* _Exercise A_: According to the excerpt on jus cogens below, which article of the Constitution of India guarantees the right to life?

* _Excerpt provided_:
::::

In relation to specific dictum of the Indian courts on jus cogens norms, India deviates from the UN ILC list of jus cogens. In addition to the listed norms, the report points that there is support for the peremptory character of the right to life. Indian courts have also applied jus cogens when interpreting “right to life” and rights related to its extension. Post-independence, i.e. after 1947, the Supreme Court of India has extensively applied and interpreted “right to life” which is guaranteed under Article 21 of the Constitution of India, 1949. In 1982, the Supreme Court in Bachan Singh v. State of Punjab AIR 1980 , while trying to strike a balance between death penalty and right to life, propounded the rule of “rarest of rare” by declaring the following:

“A real and abiding concern for the dignity of human life postulates resistance to taking a life through law’s instrumentality. That ought not to be done save in the rarest of rare cases when the alternative option is unquestionably foreclosed.”

::::

* _Stored rows_:

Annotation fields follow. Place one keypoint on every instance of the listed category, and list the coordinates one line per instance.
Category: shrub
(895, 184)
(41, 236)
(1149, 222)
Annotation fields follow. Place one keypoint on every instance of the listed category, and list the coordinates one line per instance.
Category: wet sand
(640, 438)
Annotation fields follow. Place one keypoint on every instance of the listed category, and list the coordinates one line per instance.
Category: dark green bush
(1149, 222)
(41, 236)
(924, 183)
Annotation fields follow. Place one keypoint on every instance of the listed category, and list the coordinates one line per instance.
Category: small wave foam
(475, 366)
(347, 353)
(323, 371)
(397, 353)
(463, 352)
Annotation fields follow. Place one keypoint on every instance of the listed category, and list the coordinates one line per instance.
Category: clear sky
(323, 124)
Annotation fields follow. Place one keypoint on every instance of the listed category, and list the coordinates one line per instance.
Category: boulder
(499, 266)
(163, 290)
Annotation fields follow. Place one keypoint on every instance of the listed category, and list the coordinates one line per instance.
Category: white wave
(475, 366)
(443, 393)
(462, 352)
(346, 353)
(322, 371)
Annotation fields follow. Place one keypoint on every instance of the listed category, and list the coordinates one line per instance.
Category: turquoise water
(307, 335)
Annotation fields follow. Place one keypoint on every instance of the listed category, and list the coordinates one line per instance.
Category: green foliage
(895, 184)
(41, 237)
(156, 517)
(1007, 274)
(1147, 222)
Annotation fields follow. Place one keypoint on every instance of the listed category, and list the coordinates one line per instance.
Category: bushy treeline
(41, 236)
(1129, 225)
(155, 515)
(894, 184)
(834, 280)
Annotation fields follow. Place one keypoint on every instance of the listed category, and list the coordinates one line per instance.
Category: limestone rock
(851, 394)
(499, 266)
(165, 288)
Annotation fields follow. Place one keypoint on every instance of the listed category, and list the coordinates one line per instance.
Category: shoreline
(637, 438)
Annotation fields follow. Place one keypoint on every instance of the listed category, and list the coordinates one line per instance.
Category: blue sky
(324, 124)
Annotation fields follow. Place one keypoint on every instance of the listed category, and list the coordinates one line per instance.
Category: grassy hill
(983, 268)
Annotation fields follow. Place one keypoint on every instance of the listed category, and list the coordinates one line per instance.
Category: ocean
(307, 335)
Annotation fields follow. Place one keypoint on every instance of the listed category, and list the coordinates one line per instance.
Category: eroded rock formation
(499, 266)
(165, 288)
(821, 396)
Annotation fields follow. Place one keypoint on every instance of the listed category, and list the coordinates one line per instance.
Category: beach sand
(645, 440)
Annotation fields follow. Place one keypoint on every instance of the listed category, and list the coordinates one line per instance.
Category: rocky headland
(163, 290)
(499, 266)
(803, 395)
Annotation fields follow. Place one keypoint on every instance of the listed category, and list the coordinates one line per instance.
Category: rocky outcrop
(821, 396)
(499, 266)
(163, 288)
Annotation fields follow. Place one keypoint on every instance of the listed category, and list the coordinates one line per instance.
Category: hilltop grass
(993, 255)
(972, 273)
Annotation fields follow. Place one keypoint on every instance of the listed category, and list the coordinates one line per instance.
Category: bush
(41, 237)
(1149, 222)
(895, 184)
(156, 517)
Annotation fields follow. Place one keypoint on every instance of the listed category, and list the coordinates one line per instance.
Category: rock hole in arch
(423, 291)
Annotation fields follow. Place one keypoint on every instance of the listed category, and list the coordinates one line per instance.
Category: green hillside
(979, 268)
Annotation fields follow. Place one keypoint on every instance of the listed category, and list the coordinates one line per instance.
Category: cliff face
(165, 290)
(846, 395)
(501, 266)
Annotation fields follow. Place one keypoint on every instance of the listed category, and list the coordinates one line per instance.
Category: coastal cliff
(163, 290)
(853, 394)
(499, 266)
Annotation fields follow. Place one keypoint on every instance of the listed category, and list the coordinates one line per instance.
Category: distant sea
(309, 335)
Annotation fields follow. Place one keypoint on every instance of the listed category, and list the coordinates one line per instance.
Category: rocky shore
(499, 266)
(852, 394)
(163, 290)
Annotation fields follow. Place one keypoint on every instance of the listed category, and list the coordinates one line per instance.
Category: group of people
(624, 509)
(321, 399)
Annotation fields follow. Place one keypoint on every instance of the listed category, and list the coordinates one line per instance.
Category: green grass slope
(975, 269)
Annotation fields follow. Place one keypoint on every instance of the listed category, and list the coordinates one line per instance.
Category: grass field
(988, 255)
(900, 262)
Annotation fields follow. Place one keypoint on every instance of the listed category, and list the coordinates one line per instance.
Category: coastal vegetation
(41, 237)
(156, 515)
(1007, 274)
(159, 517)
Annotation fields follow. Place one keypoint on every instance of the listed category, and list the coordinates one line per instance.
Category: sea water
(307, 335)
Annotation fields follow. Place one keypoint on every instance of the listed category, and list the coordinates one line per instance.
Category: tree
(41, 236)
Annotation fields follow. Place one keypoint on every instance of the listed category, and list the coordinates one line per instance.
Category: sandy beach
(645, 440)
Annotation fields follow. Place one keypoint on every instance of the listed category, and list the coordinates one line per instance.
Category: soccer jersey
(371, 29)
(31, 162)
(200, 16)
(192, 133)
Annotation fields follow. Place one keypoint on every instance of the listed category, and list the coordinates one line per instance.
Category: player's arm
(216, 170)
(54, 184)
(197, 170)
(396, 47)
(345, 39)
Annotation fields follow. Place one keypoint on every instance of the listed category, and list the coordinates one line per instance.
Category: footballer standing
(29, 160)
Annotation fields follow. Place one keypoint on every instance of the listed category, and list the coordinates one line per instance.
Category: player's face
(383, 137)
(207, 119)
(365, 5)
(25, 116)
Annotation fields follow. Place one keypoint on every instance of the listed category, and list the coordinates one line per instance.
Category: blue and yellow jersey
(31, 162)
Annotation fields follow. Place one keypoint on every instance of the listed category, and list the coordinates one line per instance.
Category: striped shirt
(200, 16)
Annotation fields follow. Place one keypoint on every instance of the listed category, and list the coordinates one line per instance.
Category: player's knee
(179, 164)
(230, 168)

::::

* _Exercise B_: Put the lines from the start of the rows through the line holding "(1147, 222)", inclusive, into a numbered list, leaving out blank lines.

* _Full answer A_: Article 21

* _Full answer B_:
1. Annotation fields follow. Place one keypoint on every instance of the listed category, and list the coordinates one line per instance.
2. Category: shrub
3. (895, 184)
4. (41, 236)
5. (1149, 222)
6. Annotation fields follow. Place one keypoint on every instance of the listed category, and list the coordinates one line per instance.
7. Category: wet sand
8. (640, 438)
9. Annotation fields follow. Place one keypoint on every instance of the listed category, and list the coordinates one line per instance.
10. Category: dark green bush
11. (1149, 222)
12. (41, 236)
13. (924, 183)
14. Annotation fields follow. Place one keypoint on every instance of the listed category, and list the coordinates one line per instance.
15. Category: small wave foam
16. (475, 366)
17. (347, 353)
18. (323, 371)
19. (397, 353)
20. (463, 352)
21. Annotation fields follow. Place one keypoint on every instance of the listed category, and list the coordinates one line per instance.
22. Category: clear sky
23. (323, 124)
24. Annotation fields follow. Place one keypoint on every instance of the listed category, and list the coordinates one line per instance.
25. Category: boulder
26. (499, 266)
27. (163, 290)
28. Annotation fields follow. Place one keypoint on every instance of the listed category, and list the coordinates one line per instance.
29. Category: white wave
30. (475, 366)
31. (443, 393)
32. (462, 352)
33. (346, 353)
34. (322, 371)
35. Annotation fields follow. Place one keypoint on every instance of the listed category, and list the coordinates one line per instance.
36. Category: turquoise water
37. (307, 335)
38. Annotation fields follow. Place one keypoint on every instance of the listed category, and list the coordinates one line per instance.
39. Category: green foliage
40. (895, 184)
41. (41, 237)
42. (156, 517)
43. (1007, 274)
44. (1147, 222)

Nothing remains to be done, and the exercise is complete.